Exercise aim:
Repeat exactly, and only, the lines from the one containing "short gray hair, one per instance" through the end of the records.

Data listing:

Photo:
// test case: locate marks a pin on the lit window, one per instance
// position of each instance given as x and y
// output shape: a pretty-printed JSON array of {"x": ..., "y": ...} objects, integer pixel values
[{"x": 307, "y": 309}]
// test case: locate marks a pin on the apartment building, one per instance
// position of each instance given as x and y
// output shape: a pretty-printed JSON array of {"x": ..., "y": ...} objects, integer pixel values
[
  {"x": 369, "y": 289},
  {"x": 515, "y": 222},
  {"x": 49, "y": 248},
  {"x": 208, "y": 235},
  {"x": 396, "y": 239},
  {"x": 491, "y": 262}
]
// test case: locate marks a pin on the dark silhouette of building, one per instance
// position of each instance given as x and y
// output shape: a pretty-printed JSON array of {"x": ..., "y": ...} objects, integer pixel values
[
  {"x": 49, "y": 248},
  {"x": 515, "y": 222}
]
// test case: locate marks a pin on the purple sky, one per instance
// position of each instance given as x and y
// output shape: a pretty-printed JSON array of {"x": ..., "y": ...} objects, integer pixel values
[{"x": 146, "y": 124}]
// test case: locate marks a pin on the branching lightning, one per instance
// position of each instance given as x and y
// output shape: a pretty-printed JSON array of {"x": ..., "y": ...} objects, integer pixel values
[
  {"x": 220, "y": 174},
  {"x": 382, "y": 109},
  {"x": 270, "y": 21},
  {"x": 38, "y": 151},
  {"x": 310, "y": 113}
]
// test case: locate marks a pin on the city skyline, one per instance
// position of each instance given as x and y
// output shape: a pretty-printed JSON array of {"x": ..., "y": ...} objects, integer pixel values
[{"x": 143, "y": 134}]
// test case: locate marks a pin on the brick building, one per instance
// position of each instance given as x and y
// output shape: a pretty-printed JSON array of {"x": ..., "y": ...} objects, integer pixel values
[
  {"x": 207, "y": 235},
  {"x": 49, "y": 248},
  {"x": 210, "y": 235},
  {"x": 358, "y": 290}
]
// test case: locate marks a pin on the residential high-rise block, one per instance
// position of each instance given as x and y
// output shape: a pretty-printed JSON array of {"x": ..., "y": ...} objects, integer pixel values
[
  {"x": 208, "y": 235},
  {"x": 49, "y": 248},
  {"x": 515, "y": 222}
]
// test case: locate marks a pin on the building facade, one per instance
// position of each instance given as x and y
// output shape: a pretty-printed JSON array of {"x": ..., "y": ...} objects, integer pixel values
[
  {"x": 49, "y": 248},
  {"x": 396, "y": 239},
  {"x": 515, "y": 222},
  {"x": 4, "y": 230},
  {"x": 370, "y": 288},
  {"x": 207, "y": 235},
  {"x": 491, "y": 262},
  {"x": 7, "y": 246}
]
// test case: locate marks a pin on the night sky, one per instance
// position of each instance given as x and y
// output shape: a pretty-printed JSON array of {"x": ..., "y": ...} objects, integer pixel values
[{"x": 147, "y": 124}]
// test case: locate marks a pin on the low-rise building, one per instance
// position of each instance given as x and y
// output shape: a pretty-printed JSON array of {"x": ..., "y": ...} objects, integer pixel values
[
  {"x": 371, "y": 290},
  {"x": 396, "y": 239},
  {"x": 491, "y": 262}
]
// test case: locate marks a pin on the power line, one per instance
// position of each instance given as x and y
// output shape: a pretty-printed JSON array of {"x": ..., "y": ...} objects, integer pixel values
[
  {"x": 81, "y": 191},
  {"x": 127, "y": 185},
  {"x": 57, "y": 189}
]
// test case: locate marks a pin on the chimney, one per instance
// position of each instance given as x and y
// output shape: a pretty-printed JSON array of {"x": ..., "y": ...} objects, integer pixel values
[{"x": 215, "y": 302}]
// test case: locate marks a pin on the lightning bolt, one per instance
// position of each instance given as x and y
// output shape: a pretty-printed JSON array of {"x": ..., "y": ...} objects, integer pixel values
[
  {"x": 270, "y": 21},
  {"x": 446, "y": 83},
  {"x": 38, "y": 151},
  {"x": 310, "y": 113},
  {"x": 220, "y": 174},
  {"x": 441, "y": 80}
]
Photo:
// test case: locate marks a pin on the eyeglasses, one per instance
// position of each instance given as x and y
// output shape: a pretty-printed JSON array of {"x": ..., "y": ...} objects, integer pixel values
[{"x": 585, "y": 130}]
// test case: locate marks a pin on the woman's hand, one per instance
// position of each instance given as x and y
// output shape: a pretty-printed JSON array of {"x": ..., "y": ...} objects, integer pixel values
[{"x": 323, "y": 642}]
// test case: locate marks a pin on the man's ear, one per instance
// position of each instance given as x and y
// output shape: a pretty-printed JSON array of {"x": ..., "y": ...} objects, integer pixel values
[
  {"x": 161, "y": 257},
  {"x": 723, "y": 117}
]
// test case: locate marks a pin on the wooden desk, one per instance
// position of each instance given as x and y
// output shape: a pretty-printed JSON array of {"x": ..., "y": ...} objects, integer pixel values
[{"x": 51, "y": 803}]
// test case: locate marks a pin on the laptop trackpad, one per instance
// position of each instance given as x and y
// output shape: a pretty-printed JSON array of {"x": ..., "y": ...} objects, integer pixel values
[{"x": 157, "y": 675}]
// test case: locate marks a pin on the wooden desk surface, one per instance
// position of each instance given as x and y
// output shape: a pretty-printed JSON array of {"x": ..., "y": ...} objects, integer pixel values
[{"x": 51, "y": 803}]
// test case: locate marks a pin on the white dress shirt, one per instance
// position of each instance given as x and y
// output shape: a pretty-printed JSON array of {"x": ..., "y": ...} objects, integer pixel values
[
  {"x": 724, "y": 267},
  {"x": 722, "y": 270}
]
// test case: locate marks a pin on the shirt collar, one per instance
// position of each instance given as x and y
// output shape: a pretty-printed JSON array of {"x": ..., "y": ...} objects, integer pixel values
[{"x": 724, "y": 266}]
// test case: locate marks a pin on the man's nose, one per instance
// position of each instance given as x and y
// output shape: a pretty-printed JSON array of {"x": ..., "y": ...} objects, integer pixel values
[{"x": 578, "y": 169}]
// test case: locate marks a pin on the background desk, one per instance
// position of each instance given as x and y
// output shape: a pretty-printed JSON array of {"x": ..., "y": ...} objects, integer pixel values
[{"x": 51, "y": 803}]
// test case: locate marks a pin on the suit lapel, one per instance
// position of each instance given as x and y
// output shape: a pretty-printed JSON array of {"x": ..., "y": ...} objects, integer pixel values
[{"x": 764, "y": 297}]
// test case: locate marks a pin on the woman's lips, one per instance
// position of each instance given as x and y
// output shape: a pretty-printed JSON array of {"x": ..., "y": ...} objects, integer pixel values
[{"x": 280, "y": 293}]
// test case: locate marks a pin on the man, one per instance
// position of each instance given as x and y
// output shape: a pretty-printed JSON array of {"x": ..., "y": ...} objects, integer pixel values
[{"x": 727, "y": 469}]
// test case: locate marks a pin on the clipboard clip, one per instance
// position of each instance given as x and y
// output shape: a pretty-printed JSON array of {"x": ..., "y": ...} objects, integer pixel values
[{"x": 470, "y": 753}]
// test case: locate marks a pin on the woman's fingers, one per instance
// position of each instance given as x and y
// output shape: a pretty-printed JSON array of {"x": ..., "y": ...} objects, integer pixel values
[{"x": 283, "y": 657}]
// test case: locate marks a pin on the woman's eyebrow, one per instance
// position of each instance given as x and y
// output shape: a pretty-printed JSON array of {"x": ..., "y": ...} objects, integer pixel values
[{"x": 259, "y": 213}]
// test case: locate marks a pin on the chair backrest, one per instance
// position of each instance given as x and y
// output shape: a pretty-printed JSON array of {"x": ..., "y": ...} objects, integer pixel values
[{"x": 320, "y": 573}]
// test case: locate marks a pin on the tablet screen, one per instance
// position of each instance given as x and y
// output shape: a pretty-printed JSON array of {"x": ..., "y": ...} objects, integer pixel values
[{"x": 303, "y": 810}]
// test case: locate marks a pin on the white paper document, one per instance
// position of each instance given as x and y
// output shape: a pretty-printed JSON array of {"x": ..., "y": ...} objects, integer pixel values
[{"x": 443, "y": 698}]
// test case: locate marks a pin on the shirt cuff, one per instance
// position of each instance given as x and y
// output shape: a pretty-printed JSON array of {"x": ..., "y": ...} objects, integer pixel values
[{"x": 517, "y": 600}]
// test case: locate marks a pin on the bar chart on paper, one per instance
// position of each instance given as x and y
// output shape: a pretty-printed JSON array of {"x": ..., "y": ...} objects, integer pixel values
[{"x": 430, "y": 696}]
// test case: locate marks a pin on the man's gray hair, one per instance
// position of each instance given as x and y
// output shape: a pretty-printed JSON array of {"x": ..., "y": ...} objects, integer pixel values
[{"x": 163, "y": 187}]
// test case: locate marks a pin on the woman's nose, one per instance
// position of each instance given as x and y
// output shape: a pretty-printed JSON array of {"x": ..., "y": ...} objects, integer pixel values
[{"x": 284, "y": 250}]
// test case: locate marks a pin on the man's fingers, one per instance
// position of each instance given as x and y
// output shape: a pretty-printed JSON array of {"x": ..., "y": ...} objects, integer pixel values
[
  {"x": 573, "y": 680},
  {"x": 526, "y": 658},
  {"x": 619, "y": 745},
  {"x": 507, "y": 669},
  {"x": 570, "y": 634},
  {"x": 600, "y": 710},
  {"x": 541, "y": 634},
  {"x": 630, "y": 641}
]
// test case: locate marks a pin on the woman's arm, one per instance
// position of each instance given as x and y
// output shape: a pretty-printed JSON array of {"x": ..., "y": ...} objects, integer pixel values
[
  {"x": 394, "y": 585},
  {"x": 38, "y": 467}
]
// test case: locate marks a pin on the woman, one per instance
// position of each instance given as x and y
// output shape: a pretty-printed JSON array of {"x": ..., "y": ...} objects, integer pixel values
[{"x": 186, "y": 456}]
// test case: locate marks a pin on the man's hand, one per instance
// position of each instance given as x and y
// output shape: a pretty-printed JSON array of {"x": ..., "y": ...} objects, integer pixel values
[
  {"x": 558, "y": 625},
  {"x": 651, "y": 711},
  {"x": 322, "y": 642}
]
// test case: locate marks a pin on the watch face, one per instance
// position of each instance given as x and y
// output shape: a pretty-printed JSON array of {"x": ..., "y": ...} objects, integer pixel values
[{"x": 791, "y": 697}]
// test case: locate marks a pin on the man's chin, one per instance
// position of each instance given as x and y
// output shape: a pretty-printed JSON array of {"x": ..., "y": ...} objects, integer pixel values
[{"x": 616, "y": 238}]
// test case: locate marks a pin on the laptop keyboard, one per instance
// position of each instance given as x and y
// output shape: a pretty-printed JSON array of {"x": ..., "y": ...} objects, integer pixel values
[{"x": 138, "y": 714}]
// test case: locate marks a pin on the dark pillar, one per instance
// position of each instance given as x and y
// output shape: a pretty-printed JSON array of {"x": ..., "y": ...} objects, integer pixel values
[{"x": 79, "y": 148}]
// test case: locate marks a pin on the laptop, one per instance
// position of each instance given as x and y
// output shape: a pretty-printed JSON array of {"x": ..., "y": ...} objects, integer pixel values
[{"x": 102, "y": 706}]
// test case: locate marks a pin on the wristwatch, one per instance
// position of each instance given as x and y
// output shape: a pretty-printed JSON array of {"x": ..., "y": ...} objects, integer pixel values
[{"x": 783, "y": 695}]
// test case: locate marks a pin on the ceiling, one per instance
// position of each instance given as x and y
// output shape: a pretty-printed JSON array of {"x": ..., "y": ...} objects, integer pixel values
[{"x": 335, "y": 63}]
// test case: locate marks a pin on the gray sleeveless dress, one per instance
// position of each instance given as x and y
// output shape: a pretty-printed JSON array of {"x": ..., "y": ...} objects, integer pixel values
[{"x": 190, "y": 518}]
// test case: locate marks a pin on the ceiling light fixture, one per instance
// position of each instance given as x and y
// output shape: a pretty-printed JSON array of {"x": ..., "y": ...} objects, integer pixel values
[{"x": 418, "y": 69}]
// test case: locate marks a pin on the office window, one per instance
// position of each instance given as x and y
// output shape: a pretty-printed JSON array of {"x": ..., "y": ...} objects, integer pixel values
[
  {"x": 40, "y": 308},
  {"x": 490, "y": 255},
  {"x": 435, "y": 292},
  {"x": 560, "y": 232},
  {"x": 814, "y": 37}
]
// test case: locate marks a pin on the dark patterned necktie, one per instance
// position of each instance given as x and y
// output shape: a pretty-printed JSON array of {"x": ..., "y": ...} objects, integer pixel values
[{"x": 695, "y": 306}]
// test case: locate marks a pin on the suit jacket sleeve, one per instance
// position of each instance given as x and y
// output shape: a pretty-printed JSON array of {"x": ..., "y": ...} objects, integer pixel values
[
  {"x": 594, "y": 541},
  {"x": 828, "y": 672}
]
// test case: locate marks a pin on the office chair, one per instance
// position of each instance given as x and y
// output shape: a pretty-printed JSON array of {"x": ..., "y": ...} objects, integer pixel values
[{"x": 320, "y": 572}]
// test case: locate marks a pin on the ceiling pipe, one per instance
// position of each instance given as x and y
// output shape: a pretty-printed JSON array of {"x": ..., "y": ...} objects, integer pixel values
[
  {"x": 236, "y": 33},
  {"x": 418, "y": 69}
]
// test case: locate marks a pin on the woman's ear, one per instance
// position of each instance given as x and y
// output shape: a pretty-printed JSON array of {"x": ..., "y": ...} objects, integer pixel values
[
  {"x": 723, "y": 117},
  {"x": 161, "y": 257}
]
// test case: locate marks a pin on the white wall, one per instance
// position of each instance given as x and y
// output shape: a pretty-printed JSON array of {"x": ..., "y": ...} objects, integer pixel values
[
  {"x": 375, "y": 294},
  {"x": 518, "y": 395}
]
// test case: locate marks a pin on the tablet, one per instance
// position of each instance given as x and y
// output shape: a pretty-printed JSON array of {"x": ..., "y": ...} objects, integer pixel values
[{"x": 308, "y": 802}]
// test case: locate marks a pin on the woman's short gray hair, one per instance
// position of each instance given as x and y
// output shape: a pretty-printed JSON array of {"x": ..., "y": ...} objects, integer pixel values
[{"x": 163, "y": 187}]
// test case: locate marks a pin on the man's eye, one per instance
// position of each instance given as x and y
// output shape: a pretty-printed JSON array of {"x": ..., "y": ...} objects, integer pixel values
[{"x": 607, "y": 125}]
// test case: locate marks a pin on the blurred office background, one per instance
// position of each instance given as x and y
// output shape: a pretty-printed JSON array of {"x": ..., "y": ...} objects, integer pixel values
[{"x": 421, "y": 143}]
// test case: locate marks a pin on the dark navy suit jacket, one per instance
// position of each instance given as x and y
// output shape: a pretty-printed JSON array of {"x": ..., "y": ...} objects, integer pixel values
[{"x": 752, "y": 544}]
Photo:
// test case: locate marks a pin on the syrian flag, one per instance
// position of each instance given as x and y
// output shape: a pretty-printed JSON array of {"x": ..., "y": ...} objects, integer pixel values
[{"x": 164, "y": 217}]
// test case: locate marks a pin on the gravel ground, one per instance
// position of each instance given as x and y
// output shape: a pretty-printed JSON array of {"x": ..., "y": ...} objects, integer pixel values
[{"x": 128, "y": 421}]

Result of the exercise:
// test case: locate marks a pin on the woman's short gray hair, one per instance
// position of each instance given as x and y
// output shape: a pretty-printed JSON array of {"x": ..., "y": ...} objects, integer pixel values
[{"x": 163, "y": 187}]
// test case: locate marks a pin on the man's eye, one per instance
// position of each instance given as x and y
// output shape: a pretty-printed JSON array of {"x": ..., "y": ...} objects, integer pixel values
[{"x": 607, "y": 125}]
// test case: locate marks a pin on the blurred office background, one per instance
// position of each instance given as x and y
// output shape: a pretty-printed JSON array of {"x": ..., "y": ...} objects, integer pixel values
[{"x": 421, "y": 143}]
// test case: locate marks a pin on the dark navy suit jacket, one per instance
// position of each instance given as x and y
// output shape: a pretty-printed JSON array of {"x": ..., "y": ...} objects, integer pixel values
[{"x": 752, "y": 544}]
Photo:
// test case: locate marks a pin on the syrian flag, one per instance
// position of each instance given as x and y
// output shape: a pretty-printed JSON array of {"x": ..., "y": ...} objects, integer pixel values
[{"x": 164, "y": 217}]
// test case: locate marks a pin on the gravel ground, one per instance
// position of each instance given as x and y
// output shape: a pretty-printed JSON array of {"x": ..., "y": ...} objects, integer pixel values
[{"x": 128, "y": 421}]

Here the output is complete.